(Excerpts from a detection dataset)

....................

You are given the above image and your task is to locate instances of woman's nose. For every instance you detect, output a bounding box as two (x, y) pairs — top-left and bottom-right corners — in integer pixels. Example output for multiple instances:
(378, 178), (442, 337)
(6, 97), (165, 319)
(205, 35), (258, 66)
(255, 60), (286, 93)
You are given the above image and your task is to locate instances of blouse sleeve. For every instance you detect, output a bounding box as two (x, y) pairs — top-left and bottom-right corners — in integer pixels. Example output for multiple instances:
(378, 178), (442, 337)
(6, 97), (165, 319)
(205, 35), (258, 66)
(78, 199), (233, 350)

....................

> Required task
Could you reproduce every line of the entries above, word for word?

> Exercise solution
You are given the above image and your task is to locate instances of woman's nose. For every instance you detect, output a bounding box as two (x, y) pairs — top-left and bottom-right corners — in integer pixels. Example output for multiple instances:
(378, 178), (442, 337)
(6, 97), (165, 319)
(205, 35), (258, 66)
(255, 60), (286, 93)
You are given the above image and your task is to locate instances of blouse sleeve. For every instance you detect, output a bounding box as two (x, y) pairs — top-left and bottom-right corners — in integer pixels. Example output for multiple instances:
(378, 178), (442, 337)
(6, 97), (165, 319)
(205, 35), (258, 66)
(78, 199), (233, 350)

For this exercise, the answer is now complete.